▶ [Requirements]:
**1.** Please summarize the passage on ancient epics in two sentences.
**2.** Reproduce word for word the part of the passage on ancient epics from "The other great" to "Uruk (Wolff, 392-393).".

▶ [Provided text]:
---
The other great theme of beauty in the ancient epic tale is the reformation of Gilgamesh and the way in which he lives the rest of his life. In respect for and memory of his most beloved friend, Gilgamesh morphs himself into a good king who cares for his people and rules them with wisdom and love.
Enkidu serves, then, as an example of the hero who wins the fame but dies early and miserably; what is the use, the poet seems to ask, in such a life? Gilgamesh, on the other hand, demands to known how to put a stop to death, since it has meant for him the end of youth, love, and the careless fulfillment of every desire…Gilgamesh who refuses point-blank to accept the face of death can also come home, a sadder and wiser ruler, to a quiescent life in Uruk (Wolff, 392-393).
The argument of the epic is that true beauty is not the quick flame of a powerful and heroic life that is snuffed out early, as was so popular in the ancient world. Rather, lasting beauty is in a life that truly makes a difference in the world, a heart that can change and the attainment of knowledge. Age and wisdom are considered more beautiful and worth attaining than youth and material beauty in the epic of Gilgamesh. This theme would be repeated in many other ancient works, particularly those of Homer detailing the Trojan War and the Greek hero Achilles.
The epic poem first written down by the ancient Greek, Homer, 500 years after the supposed actual occurrence of the Trojan War begins with the introduction of the fated Achilles as a fierce young warrior (Thompson, 35). “Rage-Goddess, sing the rage of Peleus’ son Achilles / murderous, doomed, that cost the Achaeans countless losses / hurling down to the House of Death so many sturdy souls, / great fighters’ souls, but made their bodies carrion, / feasts for the dogs and birds” (Iliad Book I lines 1-5). In a culture where war was central to manhood and to their very lifestyles, where entire cities raised their children as wards of the state-trained for war from the moment of their birth, Achilles is cast as the ideal shining Greek warrior (Thompson, 36). For a man, the greatest beauty one could achieve in the ancient Greek culture was to be the greatest on the field of battle.
---
Data entries

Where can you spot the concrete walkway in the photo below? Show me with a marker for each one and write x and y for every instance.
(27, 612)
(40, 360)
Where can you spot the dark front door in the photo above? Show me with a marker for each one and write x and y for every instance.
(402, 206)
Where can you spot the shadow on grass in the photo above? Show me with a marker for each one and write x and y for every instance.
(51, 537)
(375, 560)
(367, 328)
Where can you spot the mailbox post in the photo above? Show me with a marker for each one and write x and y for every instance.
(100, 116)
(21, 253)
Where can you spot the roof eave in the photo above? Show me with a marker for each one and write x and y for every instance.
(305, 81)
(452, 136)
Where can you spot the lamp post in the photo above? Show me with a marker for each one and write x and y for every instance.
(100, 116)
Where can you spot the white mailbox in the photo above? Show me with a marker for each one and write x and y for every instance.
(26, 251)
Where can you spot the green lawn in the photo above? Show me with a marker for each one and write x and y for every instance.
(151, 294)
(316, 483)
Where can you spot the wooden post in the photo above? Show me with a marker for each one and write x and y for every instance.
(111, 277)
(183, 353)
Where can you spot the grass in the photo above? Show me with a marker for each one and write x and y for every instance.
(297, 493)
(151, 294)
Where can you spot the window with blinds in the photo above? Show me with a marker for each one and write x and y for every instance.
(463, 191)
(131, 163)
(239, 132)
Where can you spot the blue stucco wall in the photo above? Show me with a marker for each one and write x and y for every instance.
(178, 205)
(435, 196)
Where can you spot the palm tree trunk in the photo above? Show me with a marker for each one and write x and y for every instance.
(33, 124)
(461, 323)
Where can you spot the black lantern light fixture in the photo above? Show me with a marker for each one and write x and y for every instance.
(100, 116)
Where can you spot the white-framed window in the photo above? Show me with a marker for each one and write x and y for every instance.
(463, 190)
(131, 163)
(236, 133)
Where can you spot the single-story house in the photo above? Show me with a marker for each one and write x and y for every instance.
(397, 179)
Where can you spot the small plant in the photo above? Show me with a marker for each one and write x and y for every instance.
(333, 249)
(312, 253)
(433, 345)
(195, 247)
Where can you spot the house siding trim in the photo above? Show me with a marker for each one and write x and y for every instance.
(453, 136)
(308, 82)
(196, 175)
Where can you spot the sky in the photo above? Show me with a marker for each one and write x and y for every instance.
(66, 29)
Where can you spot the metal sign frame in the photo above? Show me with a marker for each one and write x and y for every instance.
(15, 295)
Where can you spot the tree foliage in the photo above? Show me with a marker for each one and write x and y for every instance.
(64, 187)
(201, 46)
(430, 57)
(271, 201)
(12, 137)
---
▶ [Answers to the problems]:
**1.** The passage argues that the Gilgamesh epic locates lasting beauty not in a brief heroic life like Enkidu's but in Gilgamesh's change into a wise, caring king and in age, wisdom, and knowledge. It says this theme recurs in Homer's work on the Trojan War, which casts Achilles as the ideal Greek warrior in a culture where a man's greatest beauty was to be the greatest in battle.

**2.**
The other great theme of beauty in the ancient epic tale is the reformation of Gilgamesh and the way in which he lives the rest of his life. In respect for and memory of his most beloved friend, Gilgamesh morphs himself into a good king who cares for his people and rules them with wisdom and love.
Enkidu serves, then, as an example of the hero who wins the fame but dies early and miserably; what is the use, the poet seems to ask, in such a life? Gilgamesh, on the other hand, demands to known how to put a stop to death, since it has meant for him the end of youth, love, and the careless fulfillment of every desire…Gilgamesh who refuses point-blank to accept the face of death can also come home, a sadder and wiser ruler, to a quiescent life in Uruk (Wolff, 392-393).